===== Exercise inputs =====
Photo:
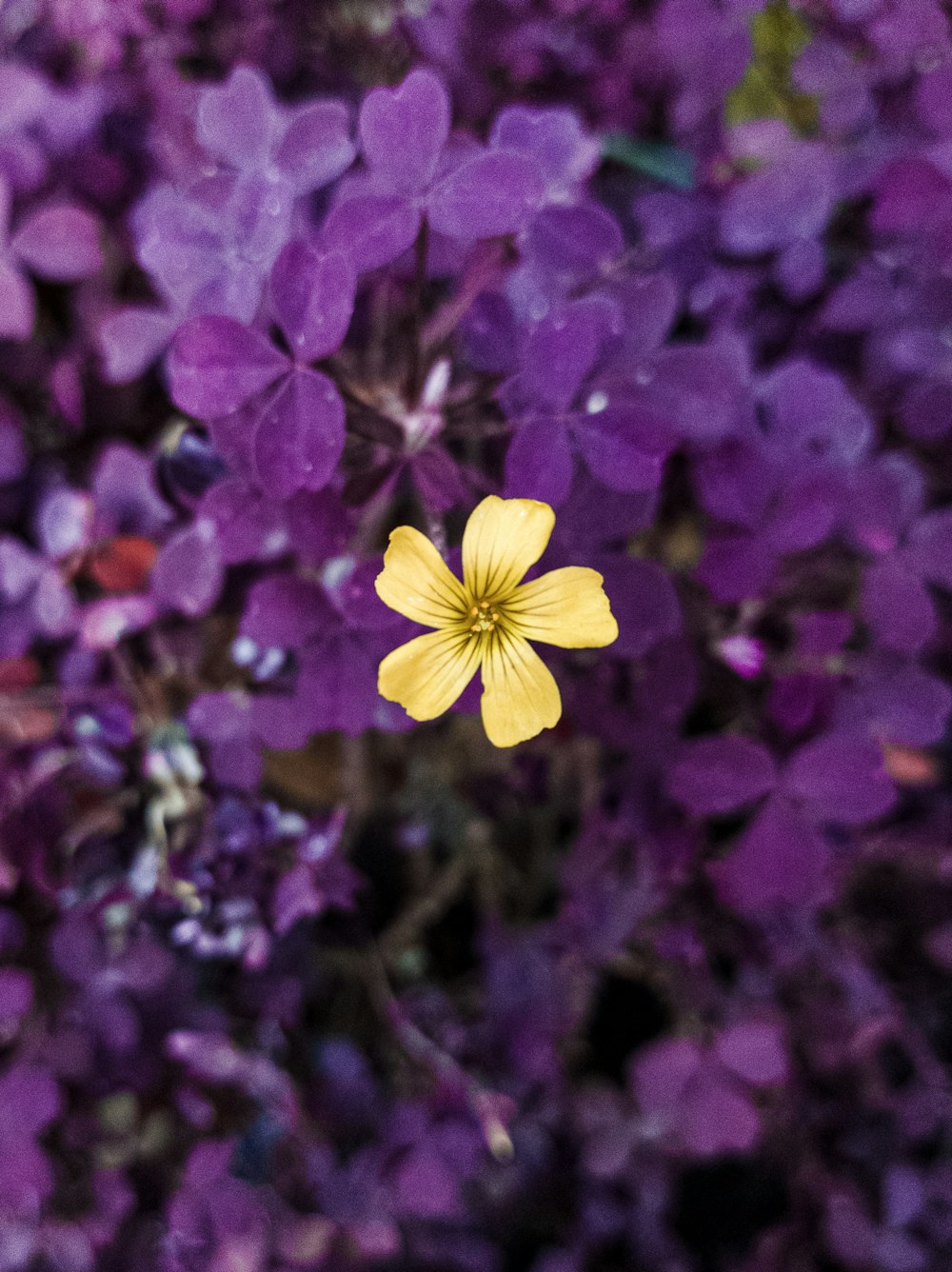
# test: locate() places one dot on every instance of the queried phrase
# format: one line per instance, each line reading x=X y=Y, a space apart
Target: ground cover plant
x=576 y=374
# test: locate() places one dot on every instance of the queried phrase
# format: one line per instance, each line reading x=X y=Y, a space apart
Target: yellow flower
x=487 y=621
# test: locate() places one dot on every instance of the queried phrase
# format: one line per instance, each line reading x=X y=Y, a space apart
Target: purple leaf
x=703 y=389
x=488 y=195
x=372 y=230
x=60 y=242
x=300 y=434
x=317 y=147
x=755 y=1052
x=560 y=351
x=539 y=463
x=236 y=120
x=17 y=303
x=405 y=129
x=13 y=457
x=644 y=602
x=736 y=566
x=575 y=241
x=285 y=612
x=313 y=294
x=249 y=526
x=781 y=859
x=811 y=409
x=131 y=339
x=625 y=447
x=216 y=364
x=804 y=511
x=188 y=571
x=910 y=707
x=713 y=776
x=553 y=136
x=929 y=548
x=789 y=199
x=735 y=483
x=842 y=777
x=898 y=606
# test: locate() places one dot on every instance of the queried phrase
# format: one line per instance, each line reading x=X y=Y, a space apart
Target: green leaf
x=778 y=37
x=664 y=163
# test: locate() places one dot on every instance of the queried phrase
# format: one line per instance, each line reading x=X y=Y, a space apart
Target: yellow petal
x=417 y=583
x=428 y=673
x=520 y=697
x=565 y=606
x=503 y=538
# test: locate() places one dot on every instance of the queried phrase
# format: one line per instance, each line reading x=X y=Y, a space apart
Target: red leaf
x=124 y=563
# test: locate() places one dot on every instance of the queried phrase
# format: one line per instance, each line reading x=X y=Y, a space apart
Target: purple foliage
x=288 y=983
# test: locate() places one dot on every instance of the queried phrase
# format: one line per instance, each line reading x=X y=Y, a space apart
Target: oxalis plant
x=474 y=636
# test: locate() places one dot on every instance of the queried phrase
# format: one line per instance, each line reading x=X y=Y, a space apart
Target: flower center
x=485 y=617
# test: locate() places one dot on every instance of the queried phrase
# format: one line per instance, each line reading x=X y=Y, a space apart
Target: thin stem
x=414 y=381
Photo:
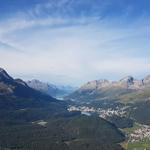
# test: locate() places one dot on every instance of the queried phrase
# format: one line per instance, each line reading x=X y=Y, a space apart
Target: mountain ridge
x=125 y=89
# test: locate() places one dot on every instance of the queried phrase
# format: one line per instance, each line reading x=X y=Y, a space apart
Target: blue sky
x=74 y=41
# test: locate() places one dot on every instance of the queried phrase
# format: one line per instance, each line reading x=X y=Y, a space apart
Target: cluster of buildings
x=102 y=112
x=140 y=134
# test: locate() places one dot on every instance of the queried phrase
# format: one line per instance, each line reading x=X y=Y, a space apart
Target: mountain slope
x=50 y=89
x=124 y=90
x=20 y=103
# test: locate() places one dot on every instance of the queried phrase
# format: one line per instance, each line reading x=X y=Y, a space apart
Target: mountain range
x=31 y=120
x=125 y=90
x=51 y=89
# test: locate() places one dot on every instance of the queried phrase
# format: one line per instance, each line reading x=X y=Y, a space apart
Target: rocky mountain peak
x=128 y=79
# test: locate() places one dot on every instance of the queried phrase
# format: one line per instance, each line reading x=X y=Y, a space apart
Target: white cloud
x=74 y=53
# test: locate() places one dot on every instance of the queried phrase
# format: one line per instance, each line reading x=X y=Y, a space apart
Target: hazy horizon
x=72 y=42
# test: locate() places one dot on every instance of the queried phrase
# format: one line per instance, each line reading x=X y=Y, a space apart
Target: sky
x=71 y=42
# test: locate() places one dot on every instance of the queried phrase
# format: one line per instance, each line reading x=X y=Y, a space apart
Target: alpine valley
x=101 y=115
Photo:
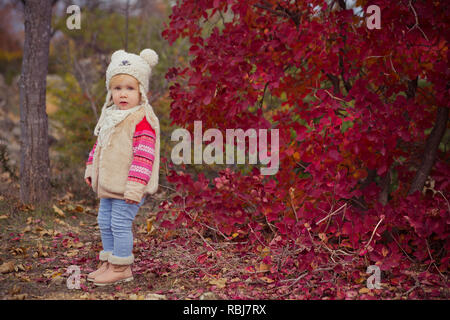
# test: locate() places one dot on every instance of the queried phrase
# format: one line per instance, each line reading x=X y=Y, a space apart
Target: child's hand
x=131 y=201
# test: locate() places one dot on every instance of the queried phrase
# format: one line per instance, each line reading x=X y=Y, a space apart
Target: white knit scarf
x=113 y=116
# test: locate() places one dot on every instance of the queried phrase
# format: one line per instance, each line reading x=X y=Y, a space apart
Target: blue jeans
x=115 y=220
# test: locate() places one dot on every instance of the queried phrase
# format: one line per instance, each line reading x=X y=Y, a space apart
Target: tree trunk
x=431 y=148
x=34 y=160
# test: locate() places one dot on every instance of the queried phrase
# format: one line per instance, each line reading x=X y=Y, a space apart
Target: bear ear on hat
x=150 y=56
x=116 y=54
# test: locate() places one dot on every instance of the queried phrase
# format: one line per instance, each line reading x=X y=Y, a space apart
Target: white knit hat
x=140 y=67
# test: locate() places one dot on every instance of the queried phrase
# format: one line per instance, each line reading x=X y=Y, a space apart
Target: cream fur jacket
x=128 y=166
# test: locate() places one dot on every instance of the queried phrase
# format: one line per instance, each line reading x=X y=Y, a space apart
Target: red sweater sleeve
x=143 y=153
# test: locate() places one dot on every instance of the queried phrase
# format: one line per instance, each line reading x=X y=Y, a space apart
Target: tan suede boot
x=114 y=274
x=104 y=266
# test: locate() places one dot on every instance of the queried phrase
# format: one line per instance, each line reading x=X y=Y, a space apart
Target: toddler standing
x=123 y=165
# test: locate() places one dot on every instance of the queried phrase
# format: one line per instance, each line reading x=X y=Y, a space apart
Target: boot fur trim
x=121 y=260
x=104 y=255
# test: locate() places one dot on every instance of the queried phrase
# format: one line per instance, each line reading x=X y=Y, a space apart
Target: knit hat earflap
x=140 y=67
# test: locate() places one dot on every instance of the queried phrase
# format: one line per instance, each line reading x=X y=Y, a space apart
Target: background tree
x=34 y=162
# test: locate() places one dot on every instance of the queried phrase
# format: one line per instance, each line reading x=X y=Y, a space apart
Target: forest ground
x=38 y=248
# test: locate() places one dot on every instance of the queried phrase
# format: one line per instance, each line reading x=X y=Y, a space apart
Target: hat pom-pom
x=150 y=56
x=116 y=54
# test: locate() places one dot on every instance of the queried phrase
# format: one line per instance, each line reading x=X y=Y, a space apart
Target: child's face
x=125 y=91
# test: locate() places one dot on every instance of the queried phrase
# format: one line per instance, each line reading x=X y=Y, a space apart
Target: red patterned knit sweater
x=143 y=153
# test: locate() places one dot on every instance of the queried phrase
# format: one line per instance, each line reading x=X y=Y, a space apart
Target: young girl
x=123 y=165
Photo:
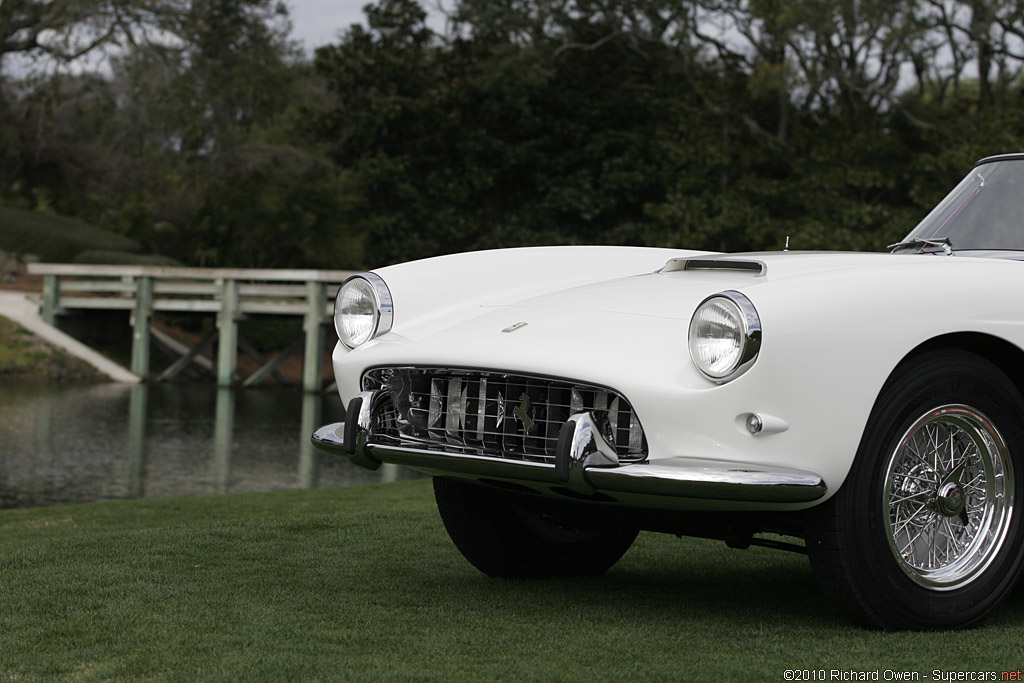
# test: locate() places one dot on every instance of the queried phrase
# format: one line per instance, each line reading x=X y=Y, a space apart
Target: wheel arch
x=1004 y=354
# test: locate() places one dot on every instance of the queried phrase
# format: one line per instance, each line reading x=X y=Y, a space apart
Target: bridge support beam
x=140 y=327
x=227 y=327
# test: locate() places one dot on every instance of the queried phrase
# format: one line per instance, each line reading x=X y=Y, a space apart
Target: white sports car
x=565 y=397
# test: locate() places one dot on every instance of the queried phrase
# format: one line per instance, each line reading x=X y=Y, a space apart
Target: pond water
x=61 y=443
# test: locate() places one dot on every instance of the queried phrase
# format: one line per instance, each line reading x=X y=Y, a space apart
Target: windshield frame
x=950 y=220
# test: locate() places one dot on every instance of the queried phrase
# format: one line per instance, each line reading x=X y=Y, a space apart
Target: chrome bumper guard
x=585 y=464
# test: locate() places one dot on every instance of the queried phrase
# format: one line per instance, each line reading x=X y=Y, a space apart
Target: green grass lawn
x=363 y=584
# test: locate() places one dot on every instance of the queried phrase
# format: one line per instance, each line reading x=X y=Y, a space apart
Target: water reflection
x=69 y=444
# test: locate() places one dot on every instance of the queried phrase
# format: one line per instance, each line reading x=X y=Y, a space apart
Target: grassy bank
x=26 y=357
x=363 y=584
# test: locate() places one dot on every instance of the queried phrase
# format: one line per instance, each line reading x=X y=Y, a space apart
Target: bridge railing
x=230 y=294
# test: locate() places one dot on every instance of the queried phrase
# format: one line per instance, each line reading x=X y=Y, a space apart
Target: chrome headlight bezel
x=372 y=289
x=745 y=324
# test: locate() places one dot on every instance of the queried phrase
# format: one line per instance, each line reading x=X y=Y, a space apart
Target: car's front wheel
x=925 y=532
x=501 y=537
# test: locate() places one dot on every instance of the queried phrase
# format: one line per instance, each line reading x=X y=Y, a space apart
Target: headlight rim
x=383 y=305
x=751 y=336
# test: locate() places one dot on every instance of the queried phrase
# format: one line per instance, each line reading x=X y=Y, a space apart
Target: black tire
x=503 y=538
x=925 y=534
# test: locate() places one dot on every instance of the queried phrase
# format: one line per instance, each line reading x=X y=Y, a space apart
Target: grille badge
x=524 y=413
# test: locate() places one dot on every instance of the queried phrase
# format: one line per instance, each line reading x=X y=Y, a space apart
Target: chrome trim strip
x=678 y=478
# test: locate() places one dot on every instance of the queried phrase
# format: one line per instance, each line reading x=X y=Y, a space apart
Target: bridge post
x=312 y=379
x=140 y=327
x=51 y=294
x=227 y=326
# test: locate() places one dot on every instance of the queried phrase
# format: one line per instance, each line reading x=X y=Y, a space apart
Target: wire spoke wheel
x=947 y=497
x=924 y=532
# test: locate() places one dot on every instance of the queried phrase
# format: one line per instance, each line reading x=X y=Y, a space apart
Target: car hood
x=676 y=290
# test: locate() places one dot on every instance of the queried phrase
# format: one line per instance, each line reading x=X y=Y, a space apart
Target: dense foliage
x=717 y=124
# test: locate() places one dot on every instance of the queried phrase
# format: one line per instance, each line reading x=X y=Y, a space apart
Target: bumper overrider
x=586 y=466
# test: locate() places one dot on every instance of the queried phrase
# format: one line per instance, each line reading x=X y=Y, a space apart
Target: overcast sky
x=316 y=23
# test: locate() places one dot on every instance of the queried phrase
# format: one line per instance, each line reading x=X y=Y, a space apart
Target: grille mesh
x=494 y=413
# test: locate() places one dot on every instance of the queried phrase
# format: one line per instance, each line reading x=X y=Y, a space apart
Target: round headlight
x=724 y=336
x=363 y=309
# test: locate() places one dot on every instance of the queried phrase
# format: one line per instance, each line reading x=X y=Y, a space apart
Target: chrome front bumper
x=586 y=467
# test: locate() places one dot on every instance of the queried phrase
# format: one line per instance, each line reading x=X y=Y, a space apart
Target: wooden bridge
x=229 y=294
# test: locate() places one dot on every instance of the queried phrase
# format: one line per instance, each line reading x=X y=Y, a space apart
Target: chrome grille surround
x=495 y=413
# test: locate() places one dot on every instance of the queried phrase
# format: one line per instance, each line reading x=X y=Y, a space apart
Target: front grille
x=495 y=414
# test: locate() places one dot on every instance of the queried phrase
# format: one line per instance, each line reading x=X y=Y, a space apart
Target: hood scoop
x=757 y=268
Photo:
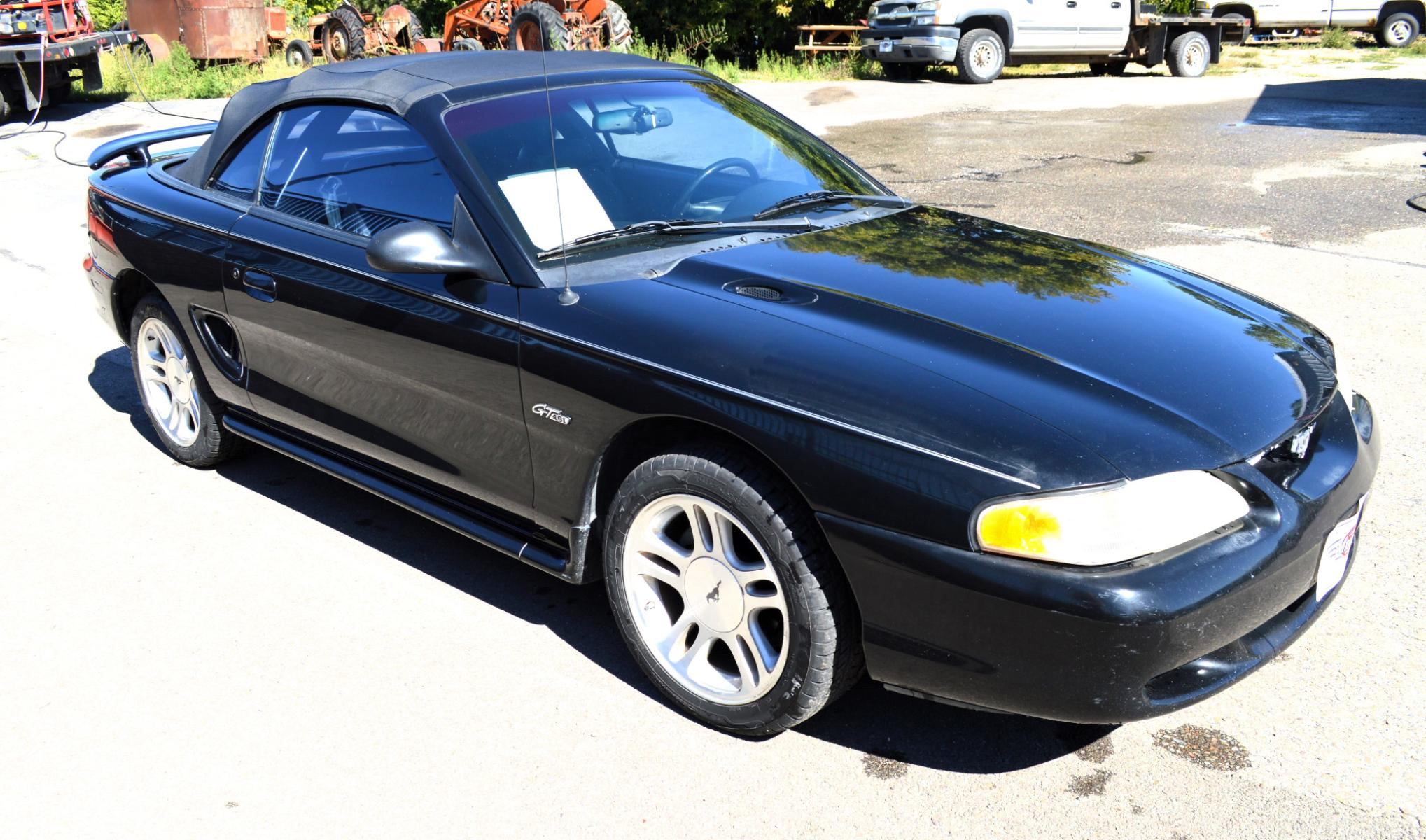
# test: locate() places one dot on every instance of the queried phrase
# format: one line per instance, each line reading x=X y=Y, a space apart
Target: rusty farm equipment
=====
Count the lines above that contain the word "grille", with case counting, and give only that number.

4